HOW TO COMPLETE THIS TASK: Using the entries below, show all lines with the string "rough".

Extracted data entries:
####################
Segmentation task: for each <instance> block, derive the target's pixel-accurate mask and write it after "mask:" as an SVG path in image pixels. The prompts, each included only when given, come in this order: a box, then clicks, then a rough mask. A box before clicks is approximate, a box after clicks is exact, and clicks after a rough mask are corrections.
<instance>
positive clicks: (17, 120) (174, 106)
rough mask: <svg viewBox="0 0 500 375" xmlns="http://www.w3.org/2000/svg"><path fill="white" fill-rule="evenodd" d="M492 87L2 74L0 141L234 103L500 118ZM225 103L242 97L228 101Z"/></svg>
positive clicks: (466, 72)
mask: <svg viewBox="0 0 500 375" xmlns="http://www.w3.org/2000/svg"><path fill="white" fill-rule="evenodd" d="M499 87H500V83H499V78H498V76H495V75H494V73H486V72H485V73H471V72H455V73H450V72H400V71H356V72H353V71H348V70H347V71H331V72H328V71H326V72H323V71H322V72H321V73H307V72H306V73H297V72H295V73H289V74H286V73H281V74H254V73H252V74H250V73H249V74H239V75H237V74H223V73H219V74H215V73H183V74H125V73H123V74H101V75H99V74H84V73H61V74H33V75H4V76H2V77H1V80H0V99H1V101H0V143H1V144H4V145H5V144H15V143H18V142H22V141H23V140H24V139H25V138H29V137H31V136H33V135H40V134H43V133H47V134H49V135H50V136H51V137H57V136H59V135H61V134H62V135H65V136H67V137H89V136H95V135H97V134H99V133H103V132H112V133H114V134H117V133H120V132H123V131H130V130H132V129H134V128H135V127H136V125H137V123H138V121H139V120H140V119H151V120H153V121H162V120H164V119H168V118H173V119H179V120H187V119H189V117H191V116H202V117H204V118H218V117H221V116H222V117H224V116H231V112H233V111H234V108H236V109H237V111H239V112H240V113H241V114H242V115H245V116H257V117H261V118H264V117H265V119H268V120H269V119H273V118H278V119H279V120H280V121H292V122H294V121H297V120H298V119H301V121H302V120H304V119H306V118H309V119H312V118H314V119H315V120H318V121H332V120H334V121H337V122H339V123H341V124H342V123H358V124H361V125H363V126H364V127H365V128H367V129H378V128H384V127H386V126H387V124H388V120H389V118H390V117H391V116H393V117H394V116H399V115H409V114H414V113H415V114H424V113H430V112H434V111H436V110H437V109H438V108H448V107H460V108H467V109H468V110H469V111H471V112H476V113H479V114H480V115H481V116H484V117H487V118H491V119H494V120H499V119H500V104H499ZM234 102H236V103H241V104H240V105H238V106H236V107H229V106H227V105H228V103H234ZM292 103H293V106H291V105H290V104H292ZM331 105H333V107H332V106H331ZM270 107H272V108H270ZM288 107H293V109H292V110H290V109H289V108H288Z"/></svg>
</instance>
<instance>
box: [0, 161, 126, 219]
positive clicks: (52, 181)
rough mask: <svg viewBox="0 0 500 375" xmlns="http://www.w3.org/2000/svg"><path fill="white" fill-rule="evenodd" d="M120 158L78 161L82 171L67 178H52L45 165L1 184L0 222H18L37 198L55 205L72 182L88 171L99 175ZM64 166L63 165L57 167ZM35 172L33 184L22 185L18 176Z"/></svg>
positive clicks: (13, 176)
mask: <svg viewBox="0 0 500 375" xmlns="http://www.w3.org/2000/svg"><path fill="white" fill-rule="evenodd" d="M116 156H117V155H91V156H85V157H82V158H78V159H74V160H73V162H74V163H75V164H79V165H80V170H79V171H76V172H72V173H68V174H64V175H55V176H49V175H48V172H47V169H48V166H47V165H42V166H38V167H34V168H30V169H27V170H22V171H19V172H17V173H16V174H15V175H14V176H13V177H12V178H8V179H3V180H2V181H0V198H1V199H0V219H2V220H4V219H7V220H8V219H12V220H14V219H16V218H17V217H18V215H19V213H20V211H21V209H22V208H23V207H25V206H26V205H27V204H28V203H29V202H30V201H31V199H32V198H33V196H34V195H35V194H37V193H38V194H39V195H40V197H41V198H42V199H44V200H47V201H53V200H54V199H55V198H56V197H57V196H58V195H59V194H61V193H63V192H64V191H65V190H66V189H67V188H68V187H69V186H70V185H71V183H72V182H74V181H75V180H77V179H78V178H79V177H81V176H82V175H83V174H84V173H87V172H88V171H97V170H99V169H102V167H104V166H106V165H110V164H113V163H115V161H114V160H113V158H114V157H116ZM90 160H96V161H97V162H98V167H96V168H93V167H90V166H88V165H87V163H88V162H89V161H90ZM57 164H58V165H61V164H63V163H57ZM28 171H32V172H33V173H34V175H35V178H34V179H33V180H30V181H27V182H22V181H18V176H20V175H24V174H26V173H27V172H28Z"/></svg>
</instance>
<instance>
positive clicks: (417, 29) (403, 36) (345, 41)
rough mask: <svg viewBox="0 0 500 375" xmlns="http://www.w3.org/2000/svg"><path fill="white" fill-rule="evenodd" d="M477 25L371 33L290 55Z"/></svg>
####################
TASK SOLUTION:
Segmentation task: for each <instance> block, derive the target's pixel-accurate mask and write it after "mask:" as an SVG path in image pixels. The prompts, each included only when given, come in this order: a box, then clicks, then a rough mask. A box before clicks is approximate, a box after clicks is exact, and clicks after a rough mask are corrections.
rough mask: <svg viewBox="0 0 500 375" xmlns="http://www.w3.org/2000/svg"><path fill="white" fill-rule="evenodd" d="M492 87L2 74L0 141L234 103L500 118ZM225 103L242 97L228 101Z"/></svg>
rough mask: <svg viewBox="0 0 500 375" xmlns="http://www.w3.org/2000/svg"><path fill="white" fill-rule="evenodd" d="M120 158L78 161L82 171L67 178H52L45 165L1 184L0 222H18L37 198L55 205L72 182L88 171L99 175ZM64 166L63 165L57 167ZM35 172L33 184L22 185L18 176Z"/></svg>
rough mask: <svg viewBox="0 0 500 375" xmlns="http://www.w3.org/2000/svg"><path fill="white" fill-rule="evenodd" d="M477 25L371 33L290 55Z"/></svg>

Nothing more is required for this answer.